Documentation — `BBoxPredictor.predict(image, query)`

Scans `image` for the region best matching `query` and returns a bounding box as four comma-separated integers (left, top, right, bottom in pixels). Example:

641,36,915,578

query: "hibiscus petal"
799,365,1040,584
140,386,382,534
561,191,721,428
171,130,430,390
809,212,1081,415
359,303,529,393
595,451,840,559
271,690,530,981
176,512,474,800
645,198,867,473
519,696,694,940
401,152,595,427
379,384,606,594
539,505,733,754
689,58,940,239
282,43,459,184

— What you have to do —
Can you recast all the records above as a numbered list, leaving out the blank lines?

— Written reply —
1. Documentation — `BBoxPredictor.predict(image, query)`
2. Scans `image` for the region best matching `query` and returns a bounding box as four comma-separated integers (left, top, right, bottom in pixels). Example:
3. 641,36,915,578
4. query: "hibiscus petal"
5. 799,365,1040,584
6. 140,386,382,534
7. 561,191,721,428
8. 171,130,430,390
9. 809,212,1081,415
10. 359,303,529,393
11. 595,451,840,559
12. 271,690,530,981
13. 176,512,474,800
14. 645,198,867,473
15. 519,696,694,940
16. 401,152,595,427
17. 379,384,606,594
18. 539,505,733,754
19. 689,58,940,239
20. 282,43,459,184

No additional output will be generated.